--- begin Input ---

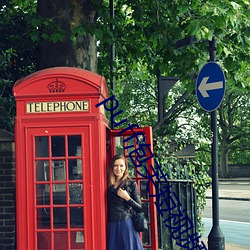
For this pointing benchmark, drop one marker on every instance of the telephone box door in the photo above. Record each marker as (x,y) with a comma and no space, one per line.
(59,188)
(136,144)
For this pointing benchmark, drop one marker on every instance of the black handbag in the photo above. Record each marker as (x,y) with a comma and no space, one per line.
(139,221)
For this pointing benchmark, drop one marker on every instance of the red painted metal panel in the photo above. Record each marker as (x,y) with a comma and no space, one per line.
(91,124)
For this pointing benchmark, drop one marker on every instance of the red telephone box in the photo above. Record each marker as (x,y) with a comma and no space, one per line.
(60,160)
(63,144)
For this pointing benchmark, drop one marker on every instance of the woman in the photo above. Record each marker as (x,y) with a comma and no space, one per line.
(122,195)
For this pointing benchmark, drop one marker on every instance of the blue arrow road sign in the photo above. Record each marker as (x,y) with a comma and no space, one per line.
(210,86)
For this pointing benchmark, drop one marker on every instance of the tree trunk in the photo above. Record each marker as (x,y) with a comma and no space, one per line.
(74,49)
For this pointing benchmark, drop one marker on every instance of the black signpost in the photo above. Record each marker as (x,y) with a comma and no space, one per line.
(210,90)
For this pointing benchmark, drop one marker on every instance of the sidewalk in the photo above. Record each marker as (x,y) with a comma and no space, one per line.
(228,246)
(232,194)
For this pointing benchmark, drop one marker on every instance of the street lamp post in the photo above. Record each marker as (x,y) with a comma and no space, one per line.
(216,240)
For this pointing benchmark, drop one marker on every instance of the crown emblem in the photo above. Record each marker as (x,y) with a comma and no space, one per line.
(56,86)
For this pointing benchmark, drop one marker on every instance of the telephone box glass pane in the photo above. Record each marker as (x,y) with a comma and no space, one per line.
(41,194)
(76,217)
(60,217)
(77,240)
(41,146)
(59,194)
(61,240)
(43,241)
(74,145)
(58,146)
(58,171)
(75,169)
(75,193)
(43,218)
(42,170)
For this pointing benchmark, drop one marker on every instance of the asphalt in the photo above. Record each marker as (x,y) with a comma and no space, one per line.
(230,194)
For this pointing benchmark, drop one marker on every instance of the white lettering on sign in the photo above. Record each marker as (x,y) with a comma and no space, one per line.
(49,107)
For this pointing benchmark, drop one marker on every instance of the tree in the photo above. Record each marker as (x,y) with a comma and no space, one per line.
(234,119)
(69,39)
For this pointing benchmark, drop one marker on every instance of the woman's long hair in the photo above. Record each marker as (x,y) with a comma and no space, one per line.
(111,175)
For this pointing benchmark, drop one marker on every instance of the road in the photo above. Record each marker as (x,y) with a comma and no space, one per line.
(234,213)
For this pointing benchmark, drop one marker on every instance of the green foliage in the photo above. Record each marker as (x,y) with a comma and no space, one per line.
(184,169)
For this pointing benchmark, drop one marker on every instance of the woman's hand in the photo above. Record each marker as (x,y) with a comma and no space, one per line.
(123,194)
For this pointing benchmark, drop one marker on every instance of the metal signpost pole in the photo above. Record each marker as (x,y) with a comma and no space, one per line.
(216,240)
(112,56)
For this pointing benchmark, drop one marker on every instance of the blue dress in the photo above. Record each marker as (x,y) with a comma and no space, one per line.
(121,232)
(122,236)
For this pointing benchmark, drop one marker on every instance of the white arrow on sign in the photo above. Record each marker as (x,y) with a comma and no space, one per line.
(204,86)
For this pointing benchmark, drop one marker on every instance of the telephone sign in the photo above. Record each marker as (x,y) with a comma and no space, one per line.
(210,86)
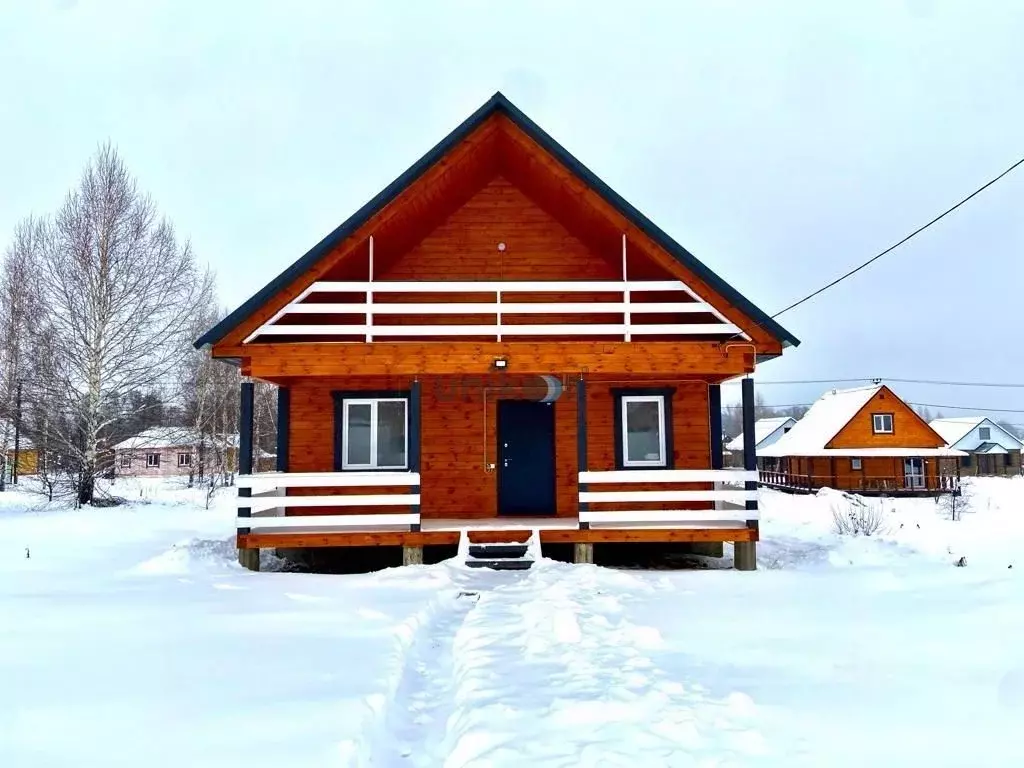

--- end Input ---

◆ What is asked: Which lines above contain the word "metal"? Identify each one and copy it out in full.

◆ Task response:
For this pointing benchmark, drop one marker on every instance of the red painted metal panel in the photo above. Record each marker as (x,y) with a comma and no space, one per line.
For this pointing benchmark, drop one marker on every instance of the metal signpost pole in the photo above. Record each marker as (x,y) with a comma and no space, one per line.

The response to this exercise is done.